PROBLEM: Recast every item below as a numbered list, omitting blank lines.
** start SUPPLIED MATERIAL **
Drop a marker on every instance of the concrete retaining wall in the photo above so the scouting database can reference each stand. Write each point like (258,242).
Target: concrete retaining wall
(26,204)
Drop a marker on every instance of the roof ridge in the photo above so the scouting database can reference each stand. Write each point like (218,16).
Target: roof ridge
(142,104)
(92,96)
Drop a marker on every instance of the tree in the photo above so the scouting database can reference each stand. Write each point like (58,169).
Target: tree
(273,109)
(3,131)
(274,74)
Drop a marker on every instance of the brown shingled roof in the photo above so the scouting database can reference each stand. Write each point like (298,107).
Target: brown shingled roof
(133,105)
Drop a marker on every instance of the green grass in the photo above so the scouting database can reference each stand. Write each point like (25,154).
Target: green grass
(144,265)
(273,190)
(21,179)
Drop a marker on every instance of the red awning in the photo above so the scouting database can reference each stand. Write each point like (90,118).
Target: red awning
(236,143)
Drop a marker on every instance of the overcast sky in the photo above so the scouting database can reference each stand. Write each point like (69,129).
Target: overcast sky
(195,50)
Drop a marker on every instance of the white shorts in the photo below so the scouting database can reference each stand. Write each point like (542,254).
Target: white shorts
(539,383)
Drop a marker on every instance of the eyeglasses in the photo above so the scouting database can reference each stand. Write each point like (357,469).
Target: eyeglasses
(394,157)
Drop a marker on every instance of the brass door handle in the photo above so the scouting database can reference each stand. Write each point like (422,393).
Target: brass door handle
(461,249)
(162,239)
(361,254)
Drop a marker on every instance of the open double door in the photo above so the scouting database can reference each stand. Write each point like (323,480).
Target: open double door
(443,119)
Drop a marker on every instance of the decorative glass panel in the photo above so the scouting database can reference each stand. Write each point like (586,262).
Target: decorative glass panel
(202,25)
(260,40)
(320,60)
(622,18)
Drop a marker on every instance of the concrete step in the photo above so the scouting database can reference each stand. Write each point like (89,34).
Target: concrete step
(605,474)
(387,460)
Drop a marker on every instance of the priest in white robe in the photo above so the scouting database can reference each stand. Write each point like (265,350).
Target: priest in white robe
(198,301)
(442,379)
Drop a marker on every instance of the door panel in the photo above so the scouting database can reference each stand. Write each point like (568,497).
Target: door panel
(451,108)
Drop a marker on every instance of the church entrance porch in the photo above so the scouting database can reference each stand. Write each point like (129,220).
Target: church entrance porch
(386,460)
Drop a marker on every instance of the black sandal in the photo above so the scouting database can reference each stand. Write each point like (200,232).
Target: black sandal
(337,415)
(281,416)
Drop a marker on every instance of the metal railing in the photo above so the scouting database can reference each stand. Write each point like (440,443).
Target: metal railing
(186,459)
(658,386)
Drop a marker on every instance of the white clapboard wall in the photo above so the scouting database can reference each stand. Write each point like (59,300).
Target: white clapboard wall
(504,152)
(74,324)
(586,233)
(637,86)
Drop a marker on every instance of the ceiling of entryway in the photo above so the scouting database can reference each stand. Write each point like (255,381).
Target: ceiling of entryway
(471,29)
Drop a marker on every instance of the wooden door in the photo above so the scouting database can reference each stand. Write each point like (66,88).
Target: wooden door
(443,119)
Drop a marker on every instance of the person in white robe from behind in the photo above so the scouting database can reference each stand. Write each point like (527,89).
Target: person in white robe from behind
** end SUPPLIED MATERIAL **
THE COMPLETED TASK:
1. Drop a marker on every instance of the concrete retaining wall in the photo above so the scouting database can reference each stand. Write each point like (258,242).
2. Target: concrete retaining wall
3. (26,204)
4. Drop a marker on every instance of the roof ridge in the photo above so the scouting database can reference each stand. Write each point like (218,16).
5. Target: roof ridge
6. (142,104)
7. (92,96)
8. Drop a marker on every instance of the tree in the photo above so the scouting database can reference each stand. Write each point like (58,169).
9. Target: tree
10. (273,109)
11. (3,131)
12. (274,74)
13. Drop a marker on every instance of the brown shingled roof in the photo above so the scouting database can reference each stand. Write each point like (298,107).
14. Target: brown shingled roof
15. (133,105)
16. Drop a marker on every instance of the green grass in the photo above so the scouting database can reference each stand. Write each point like (25,154).
17. Target: green grass
18. (144,265)
19. (273,190)
20. (21,179)
21. Drop a marker on every instance of the red awning in the photo above so the scouting database can reference each stand. Write each point like (90,118).
22. Target: red awning
23. (236,143)
24. Drop a marker on every instance of the overcast sky in the photo above so the scouting database can reference each stand. Write each point like (69,129).
25. Target: overcast sky
26. (195,50)
27. Drop a marker on every instance of the white shorts in the photo below so the scouting database can reference each stand. Write each point like (542,254).
28. Target: white shorts
29. (539,383)
30. Drop a marker on every instance of the eyeglasses in the photo above so the scouting database can reference each stand. Write each point like (357,469).
31. Target: eyeglasses
32. (394,157)
33. Drop a marker on every instance of the brass door handle in the photo above so the scouting database can reference each stand. Write each point like (422,393).
34. Target: brass door handle
35. (461,249)
36. (162,239)
37. (361,254)
38. Drop a marker on every instance of the open double door in the photo above so the scouting database can reference each stand. Write each point like (323,480).
39. Target: open double door
40. (443,119)
41. Drop a marker on every instance of the decorative glass panel in the photo above so the scouting database can reference each stand. Write each point like (586,262).
42. Target: decorative glass panel
43. (202,25)
44. (260,40)
45. (320,60)
46. (622,18)
47. Drop a marker on every instance of the concrete step in the photo above so the scouting database can reference each stand. Write each point like (89,34).
48. Target: concrete step
49. (605,474)
50. (387,460)
51. Drop a marker on every instance of the priest in white robe in the photo above so the scouting database can reference each stand. Write each point like (265,350).
52. Target: priest in white robe
53. (198,301)
54. (442,379)
55. Drop a marker on every instance of the door panel in the photo above so the scouting database can reference each stand. Write each point like (568,497).
56. Target: door panel
57. (451,108)
58. Drop a marker on every instance of the church entrance porch in the photo above so the scouting database can reference each stand. Write each point like (129,220).
59. Target: church entrance porch
60. (386,460)
61. Drop a marker on every instance of the black sandal in the photo above so the scouting database can reference each stand. Write each point like (200,232).
62. Target: black sandal
63. (337,415)
64. (281,416)
65. Drop a marker on every instance of the metal railing in the photo above so the scouting database can reference each stand. Write each point like (440,443).
66. Target: metal railing
67. (186,459)
68. (658,386)
69. Drop a marker on every instance of the white clapboard wall in the photo above so the scouting database can reference each stand. Write each point like (59,300).
70. Target: white clapboard wall
71. (504,152)
72. (74,324)
73. (586,233)
74. (637,86)
75. Drop a marker on every instance of the ceiling of entryway in the photo above so the scouting database can reference each stand. Write each point like (255,381).
76. Target: ceiling of entryway
77. (471,29)
78. Drop a marker on every instance of the wooden door in the photo above so the scouting database can reference each stand. Write each point like (66,88).
79. Target: wooden door
80. (443,119)
81. Drop a marker on every instance of the person in white robe from behind in the photo above so the scouting database can reference each stand. Write each point like (527,89).
82. Target: person in white robe from behind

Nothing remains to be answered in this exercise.